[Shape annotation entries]
☆ ☆ ☆ ☆
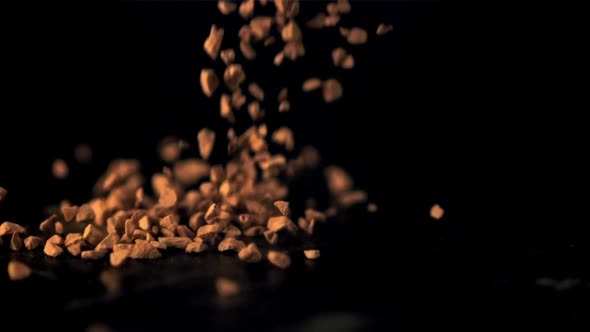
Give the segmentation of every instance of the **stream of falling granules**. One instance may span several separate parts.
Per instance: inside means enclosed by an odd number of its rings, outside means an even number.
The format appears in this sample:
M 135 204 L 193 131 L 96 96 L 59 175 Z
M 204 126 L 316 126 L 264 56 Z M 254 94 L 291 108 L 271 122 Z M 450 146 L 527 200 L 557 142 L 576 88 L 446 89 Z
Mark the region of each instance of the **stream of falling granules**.
M 276 8 L 274 16 L 255 15 L 257 7 L 272 5 Z M 291 214 L 286 201 L 289 188 L 284 179 L 318 167 L 319 153 L 312 147 L 304 147 L 297 156 L 288 158 L 295 149 L 293 132 L 288 127 L 268 132 L 264 124 L 264 103 L 272 96 L 256 82 L 246 85 L 247 74 L 236 63 L 238 52 L 243 61 L 255 61 L 258 52 L 281 41 L 284 46 L 274 55 L 274 65 L 303 57 L 303 33 L 297 23 L 299 7 L 300 2 L 296 0 L 276 0 L 274 4 L 263 0 L 257 3 L 245 0 L 239 4 L 222 0 L 217 4 L 223 15 L 239 15 L 248 22 L 235 32 L 240 37 L 239 45 L 232 45 L 235 49 L 224 45 L 226 31 L 216 25 L 211 26 L 203 45 L 211 58 L 210 67 L 222 61 L 225 70 L 216 73 L 214 69 L 203 68 L 200 73 L 202 92 L 207 97 L 219 98 L 220 116 L 230 125 L 236 121 L 234 111 L 243 108 L 254 122 L 240 135 L 233 128 L 227 131 L 229 162 L 210 165 L 207 161 L 219 130 L 203 128 L 198 132 L 200 158 L 180 160 L 189 143 L 166 138 L 159 145 L 160 157 L 173 166 L 152 175 L 153 197 L 144 193 L 144 176 L 137 160 L 115 160 L 98 179 L 95 198 L 79 206 L 64 201 L 59 211 L 41 222 L 37 230 L 5 221 L 0 225 L 0 245 L 8 241 L 10 250 L 42 249 L 51 257 L 108 258 L 114 267 L 124 265 L 128 259 L 157 259 L 162 257 L 162 251 L 177 248 L 190 255 L 214 250 L 235 252 L 238 259 L 247 263 L 268 260 L 278 268 L 288 268 L 291 258 L 286 248 L 281 247 L 284 242 L 281 239 L 313 237 L 316 223 L 326 222 L 338 211 L 367 201 L 367 194 L 353 189 L 351 177 L 342 168 L 329 166 L 324 174 L 333 205 L 326 211 L 307 208 L 303 216 Z M 332 28 L 342 36 L 343 43 L 364 44 L 368 40 L 366 30 L 338 27 L 340 16 L 350 10 L 348 0 L 328 3 L 326 12 L 308 21 L 306 29 Z M 390 25 L 380 24 L 376 35 L 391 30 Z M 343 47 L 326 56 L 332 58 L 336 68 L 352 69 L 355 65 L 353 55 Z M 335 102 L 343 94 L 342 85 L 334 78 L 309 78 L 303 82 L 302 90 L 321 90 L 326 103 Z M 279 107 L 269 112 L 290 110 L 287 88 L 281 89 L 276 98 Z M 247 103 L 247 100 L 251 101 Z M 269 141 L 281 146 L 285 154 L 271 154 Z M 80 145 L 75 158 L 79 162 L 89 162 L 92 150 Z M 58 179 L 66 179 L 68 170 L 61 159 L 52 166 Z M 8 191 L 0 187 L 0 202 L 7 195 Z M 368 210 L 375 212 L 377 206 L 370 203 Z M 437 216 L 442 215 L 438 210 L 435 212 Z M 256 237 L 264 237 L 268 249 L 258 248 L 253 242 Z M 307 259 L 318 259 L 320 251 L 304 250 L 304 255 Z M 8 265 L 11 280 L 25 279 L 33 272 L 16 260 Z M 101 280 L 109 289 L 116 289 L 112 286 L 116 282 L 110 275 L 112 273 L 101 275 Z M 239 292 L 237 283 L 227 278 L 219 278 L 216 288 L 220 296 Z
☆ ☆ ☆ ☆
• [OBJECTIVE]: Print all of the data above again line for line, leaving out the pictures.

• [EXPECTED ANSWER]:
Give the segmentation of every instance of the **stream of falling granules**. One instance may span several separate parts.
Per instance: inside means enclosed by an odd number of its rings, outside means an even number.
The format appears in this sample:
M 135 204 L 193 131 L 96 96 L 59 175 Z
M 204 126 L 316 126 L 264 56 Z M 254 94 L 291 108 L 271 122 Z M 450 146 L 527 200 L 557 142 L 576 88 L 446 89 Z
Mark the region of each instance of the **stream of falling granules**.
M 276 8 L 274 16 L 255 15 L 257 7 L 272 5 Z M 291 214 L 286 201 L 289 188 L 284 179 L 318 167 L 319 153 L 312 147 L 304 147 L 297 156 L 288 158 L 295 149 L 293 132 L 288 127 L 268 132 L 264 124 L 264 103 L 272 96 L 256 82 L 246 85 L 247 74 L 236 63 L 238 52 L 243 61 L 255 61 L 258 52 L 281 41 L 284 46 L 274 55 L 274 65 L 303 57 L 303 33 L 297 23 L 299 7 L 300 2 L 296 0 L 276 0 L 274 4 L 263 0 L 257 3 L 245 0 L 239 4 L 222 0 L 217 4 L 223 15 L 239 15 L 248 22 L 235 32 L 240 37 L 239 45 L 232 45 L 235 49 L 224 45 L 226 31 L 216 25 L 211 26 L 203 45 L 211 58 L 210 67 L 222 61 L 225 70 L 216 73 L 214 69 L 203 68 L 200 73 L 202 92 L 207 97 L 219 98 L 220 116 L 230 125 L 236 121 L 234 111 L 243 108 L 254 122 L 240 135 L 233 128 L 227 131 L 229 162 L 210 165 L 207 161 L 219 130 L 203 128 L 198 132 L 200 158 L 180 160 L 189 143 L 166 138 L 159 145 L 160 157 L 173 166 L 152 175 L 153 197 L 144 193 L 144 176 L 137 160 L 115 160 L 98 179 L 95 198 L 79 206 L 64 201 L 59 211 L 41 222 L 37 230 L 5 221 L 0 225 L 0 245 L 8 241 L 10 250 L 42 249 L 51 257 L 108 258 L 114 267 L 124 265 L 128 259 L 157 259 L 162 257 L 162 251 L 177 248 L 190 255 L 214 250 L 235 252 L 238 259 L 247 263 L 268 260 L 278 268 L 288 268 L 291 258 L 286 248 L 281 247 L 284 242 L 281 239 L 313 237 L 316 223 L 326 222 L 338 211 L 367 201 L 367 194 L 353 189 L 351 177 L 342 168 L 329 166 L 324 174 L 333 205 L 326 211 L 307 208 L 303 216 Z M 332 28 L 342 36 L 343 43 L 364 44 L 368 40 L 366 30 L 338 27 L 340 16 L 350 10 L 348 0 L 328 3 L 326 12 L 308 21 L 306 29 Z M 390 25 L 380 24 L 376 35 L 391 30 Z M 343 47 L 326 56 L 332 58 L 336 68 L 352 69 L 355 65 L 353 55 Z M 335 102 L 343 94 L 342 85 L 334 78 L 309 78 L 303 82 L 302 90 L 321 90 L 326 103 Z M 279 107 L 269 112 L 290 110 L 287 88 L 281 89 L 276 98 Z M 247 103 L 247 100 L 251 101 Z M 269 141 L 281 146 L 285 154 L 271 154 Z M 80 145 L 75 158 L 79 162 L 89 162 L 92 150 Z M 58 179 L 66 179 L 68 170 L 61 159 L 52 166 Z M 8 191 L 0 187 L 0 202 L 7 195 Z M 368 210 L 375 212 L 377 206 L 370 203 Z M 437 216 L 442 215 L 438 210 L 435 212 Z M 256 237 L 264 237 L 268 249 L 258 248 L 253 242 Z M 307 259 L 318 259 L 320 251 L 304 250 L 304 255 Z M 8 265 L 11 280 L 25 279 L 33 272 L 16 260 Z M 101 280 L 109 289 L 116 289 L 112 286 L 116 282 L 110 275 L 112 273 L 101 275 Z M 239 292 L 237 283 L 227 278 L 219 278 L 216 288 L 220 296 Z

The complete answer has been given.